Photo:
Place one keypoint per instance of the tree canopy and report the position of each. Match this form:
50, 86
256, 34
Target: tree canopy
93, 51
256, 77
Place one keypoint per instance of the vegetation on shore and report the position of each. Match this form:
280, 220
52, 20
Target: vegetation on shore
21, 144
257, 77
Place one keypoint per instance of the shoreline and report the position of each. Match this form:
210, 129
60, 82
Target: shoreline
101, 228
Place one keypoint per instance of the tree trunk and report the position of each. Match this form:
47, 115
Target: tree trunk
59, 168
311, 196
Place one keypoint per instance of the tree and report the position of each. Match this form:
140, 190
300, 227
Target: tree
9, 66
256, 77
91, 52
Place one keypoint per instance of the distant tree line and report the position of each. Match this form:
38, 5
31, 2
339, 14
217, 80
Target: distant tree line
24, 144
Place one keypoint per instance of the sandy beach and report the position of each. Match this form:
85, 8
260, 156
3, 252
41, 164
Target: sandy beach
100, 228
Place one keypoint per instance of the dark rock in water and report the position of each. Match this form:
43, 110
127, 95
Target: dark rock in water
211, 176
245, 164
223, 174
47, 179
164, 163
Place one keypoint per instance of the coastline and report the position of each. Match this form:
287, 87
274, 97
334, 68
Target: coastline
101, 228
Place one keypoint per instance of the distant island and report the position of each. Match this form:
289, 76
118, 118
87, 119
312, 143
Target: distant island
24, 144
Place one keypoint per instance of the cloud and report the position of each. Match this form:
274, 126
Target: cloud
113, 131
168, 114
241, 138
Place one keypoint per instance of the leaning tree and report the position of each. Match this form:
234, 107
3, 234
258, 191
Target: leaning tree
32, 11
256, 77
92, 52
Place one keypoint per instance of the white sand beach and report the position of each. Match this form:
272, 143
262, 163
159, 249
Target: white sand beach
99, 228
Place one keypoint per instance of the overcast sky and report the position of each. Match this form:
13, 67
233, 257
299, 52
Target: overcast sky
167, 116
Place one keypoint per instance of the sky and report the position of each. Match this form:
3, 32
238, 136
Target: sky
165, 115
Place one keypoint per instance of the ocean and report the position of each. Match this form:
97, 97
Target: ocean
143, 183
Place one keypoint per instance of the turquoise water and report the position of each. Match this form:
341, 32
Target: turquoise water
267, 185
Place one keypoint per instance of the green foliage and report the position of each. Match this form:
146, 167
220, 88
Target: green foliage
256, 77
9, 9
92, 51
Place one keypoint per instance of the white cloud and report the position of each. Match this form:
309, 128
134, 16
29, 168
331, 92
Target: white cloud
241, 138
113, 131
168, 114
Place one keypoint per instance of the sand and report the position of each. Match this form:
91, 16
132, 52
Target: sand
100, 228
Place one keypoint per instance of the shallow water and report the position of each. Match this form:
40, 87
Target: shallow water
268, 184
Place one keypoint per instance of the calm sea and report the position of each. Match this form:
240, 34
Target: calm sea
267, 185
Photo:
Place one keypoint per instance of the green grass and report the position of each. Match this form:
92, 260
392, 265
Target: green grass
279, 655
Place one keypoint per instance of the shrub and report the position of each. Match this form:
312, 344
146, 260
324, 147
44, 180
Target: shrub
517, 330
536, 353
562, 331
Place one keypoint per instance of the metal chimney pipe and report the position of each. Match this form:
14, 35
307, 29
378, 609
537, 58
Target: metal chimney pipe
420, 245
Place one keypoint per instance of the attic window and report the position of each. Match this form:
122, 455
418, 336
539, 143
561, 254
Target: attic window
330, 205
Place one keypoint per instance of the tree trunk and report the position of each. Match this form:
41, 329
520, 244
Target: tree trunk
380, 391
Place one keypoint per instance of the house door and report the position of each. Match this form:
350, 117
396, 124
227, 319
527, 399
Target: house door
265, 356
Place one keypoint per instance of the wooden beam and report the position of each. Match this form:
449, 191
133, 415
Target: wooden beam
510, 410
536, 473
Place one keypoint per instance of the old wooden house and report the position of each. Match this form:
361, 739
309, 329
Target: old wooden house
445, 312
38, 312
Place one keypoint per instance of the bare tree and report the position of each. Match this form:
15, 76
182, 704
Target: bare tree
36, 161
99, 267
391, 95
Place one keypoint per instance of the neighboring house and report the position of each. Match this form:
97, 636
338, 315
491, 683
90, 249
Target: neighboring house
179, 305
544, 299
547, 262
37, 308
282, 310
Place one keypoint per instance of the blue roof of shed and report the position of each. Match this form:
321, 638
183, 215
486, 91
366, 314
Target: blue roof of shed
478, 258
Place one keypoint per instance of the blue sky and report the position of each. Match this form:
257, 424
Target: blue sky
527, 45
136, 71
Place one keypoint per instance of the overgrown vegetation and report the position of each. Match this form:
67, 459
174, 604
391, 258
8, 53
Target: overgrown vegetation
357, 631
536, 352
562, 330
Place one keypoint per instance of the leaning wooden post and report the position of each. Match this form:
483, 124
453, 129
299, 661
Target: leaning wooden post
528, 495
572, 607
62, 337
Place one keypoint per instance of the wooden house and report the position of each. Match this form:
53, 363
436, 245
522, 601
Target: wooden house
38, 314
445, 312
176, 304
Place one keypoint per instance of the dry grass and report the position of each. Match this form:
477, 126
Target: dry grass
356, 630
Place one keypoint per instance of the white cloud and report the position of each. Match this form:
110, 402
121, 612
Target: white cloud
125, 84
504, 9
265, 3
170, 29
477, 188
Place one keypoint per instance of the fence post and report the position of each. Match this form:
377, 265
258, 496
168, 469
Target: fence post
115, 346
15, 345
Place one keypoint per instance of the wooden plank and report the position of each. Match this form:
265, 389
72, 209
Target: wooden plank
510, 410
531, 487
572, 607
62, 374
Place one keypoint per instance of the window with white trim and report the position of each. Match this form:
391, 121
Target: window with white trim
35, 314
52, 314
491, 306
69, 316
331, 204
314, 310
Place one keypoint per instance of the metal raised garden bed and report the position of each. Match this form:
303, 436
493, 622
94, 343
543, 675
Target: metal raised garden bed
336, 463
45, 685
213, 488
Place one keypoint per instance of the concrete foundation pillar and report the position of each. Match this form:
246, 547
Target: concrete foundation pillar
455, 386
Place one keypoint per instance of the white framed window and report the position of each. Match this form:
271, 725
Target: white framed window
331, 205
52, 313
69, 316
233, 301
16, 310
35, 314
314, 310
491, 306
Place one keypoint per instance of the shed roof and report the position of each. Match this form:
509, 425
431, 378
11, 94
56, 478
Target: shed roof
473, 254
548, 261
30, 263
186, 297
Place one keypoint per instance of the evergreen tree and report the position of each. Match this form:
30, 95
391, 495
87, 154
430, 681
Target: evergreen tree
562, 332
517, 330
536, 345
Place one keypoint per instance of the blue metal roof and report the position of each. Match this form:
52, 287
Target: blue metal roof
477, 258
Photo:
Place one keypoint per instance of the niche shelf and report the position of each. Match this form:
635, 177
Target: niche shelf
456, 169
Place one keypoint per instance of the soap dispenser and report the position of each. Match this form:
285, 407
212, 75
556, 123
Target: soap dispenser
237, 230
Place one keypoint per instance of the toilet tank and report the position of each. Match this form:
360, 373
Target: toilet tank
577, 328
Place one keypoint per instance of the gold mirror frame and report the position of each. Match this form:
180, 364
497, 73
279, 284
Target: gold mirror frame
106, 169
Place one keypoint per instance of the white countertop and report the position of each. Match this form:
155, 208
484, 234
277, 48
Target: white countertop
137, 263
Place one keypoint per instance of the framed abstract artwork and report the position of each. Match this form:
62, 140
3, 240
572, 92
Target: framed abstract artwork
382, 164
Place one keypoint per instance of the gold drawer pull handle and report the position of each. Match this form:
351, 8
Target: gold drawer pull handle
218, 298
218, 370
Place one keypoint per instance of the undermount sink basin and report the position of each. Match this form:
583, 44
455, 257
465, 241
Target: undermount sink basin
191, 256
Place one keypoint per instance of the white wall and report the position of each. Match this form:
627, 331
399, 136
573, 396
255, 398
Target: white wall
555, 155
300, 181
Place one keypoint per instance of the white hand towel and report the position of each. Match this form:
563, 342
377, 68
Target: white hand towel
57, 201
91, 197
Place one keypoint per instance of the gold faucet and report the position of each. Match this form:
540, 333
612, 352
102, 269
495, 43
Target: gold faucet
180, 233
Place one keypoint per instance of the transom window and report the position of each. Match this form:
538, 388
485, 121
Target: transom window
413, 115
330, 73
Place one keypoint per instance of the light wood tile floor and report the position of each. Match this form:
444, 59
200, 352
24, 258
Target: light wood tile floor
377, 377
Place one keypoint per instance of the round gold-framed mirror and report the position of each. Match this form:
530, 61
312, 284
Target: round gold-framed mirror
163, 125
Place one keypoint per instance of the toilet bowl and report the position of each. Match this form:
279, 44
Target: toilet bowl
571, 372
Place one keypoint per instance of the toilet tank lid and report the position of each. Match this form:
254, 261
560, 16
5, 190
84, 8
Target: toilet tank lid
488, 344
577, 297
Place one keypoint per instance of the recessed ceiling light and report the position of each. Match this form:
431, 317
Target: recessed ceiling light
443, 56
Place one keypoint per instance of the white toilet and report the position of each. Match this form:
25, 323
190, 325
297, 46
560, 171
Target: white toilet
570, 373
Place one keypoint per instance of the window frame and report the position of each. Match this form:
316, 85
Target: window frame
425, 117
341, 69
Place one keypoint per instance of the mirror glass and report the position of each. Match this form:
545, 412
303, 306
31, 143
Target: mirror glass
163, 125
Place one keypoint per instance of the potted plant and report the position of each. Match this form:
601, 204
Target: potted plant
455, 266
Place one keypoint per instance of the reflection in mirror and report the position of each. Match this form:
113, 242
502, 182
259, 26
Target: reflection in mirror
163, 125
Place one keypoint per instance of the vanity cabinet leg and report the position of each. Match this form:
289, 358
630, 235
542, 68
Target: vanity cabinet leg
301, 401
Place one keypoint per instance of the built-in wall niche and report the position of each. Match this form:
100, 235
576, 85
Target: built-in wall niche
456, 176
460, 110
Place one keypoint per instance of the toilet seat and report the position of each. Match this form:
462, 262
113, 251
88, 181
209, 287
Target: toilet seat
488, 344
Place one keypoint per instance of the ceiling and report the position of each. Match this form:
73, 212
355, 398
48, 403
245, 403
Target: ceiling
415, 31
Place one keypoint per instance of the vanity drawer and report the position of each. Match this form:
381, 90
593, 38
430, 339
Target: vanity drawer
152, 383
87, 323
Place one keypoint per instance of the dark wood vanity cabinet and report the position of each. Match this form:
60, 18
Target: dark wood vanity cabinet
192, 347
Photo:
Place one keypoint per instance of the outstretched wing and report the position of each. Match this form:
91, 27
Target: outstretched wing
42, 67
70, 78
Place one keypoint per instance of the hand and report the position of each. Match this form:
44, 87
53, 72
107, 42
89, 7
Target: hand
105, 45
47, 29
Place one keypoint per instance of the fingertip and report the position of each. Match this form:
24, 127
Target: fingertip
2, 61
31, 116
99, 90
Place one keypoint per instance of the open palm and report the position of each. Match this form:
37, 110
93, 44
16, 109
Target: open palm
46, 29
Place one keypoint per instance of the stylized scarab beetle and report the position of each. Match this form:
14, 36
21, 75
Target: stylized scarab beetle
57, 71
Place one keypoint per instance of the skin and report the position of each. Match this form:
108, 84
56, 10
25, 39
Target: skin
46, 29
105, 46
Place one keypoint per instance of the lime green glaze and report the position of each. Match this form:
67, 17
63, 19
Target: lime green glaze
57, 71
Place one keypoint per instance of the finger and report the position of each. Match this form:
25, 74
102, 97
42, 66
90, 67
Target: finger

* * *

## ACTION ITEM
In the listing above, the line with "Place one keypoint per instance of the outstretched" starts the part to copy. Copy it through the last line exactly, with nothing else.

## ANSWER SECTION
Place one keypoint per instance of the outstretched wing and report the position of each. Match this form:
91, 27
Target: outstretched wing
42, 67
70, 78
Place one keypoint per instance of the hand and report the position of each. Match this form:
44, 87
53, 72
107, 42
89, 7
Target: hand
105, 45
47, 29
Place one keypoint per instance of the fingertip and report the position of each. Match this form:
24, 127
Target: fingertip
2, 61
31, 116
99, 90
Place one keypoint per instance of the open palm and report the position of each. Match this form:
37, 110
93, 44
16, 109
Target: open palm
46, 29
Place one keypoint per instance of the stylized scarab beetle and report the position of each. Match this form:
14, 36
21, 75
Target: stylized scarab beetle
57, 71
Place one keypoint per instance of the skin and report the position of each. Match this form:
108, 84
56, 10
25, 39
Target: skin
46, 29
105, 46
Place one keypoint per instance of the lime green glaze and report the position of each. Match this form:
67, 17
63, 19
Target: lime green glaze
57, 71
Place one keypoint per instance of the finger and report the position of each. Match this form:
25, 74
102, 97
42, 66
90, 67
Target: finger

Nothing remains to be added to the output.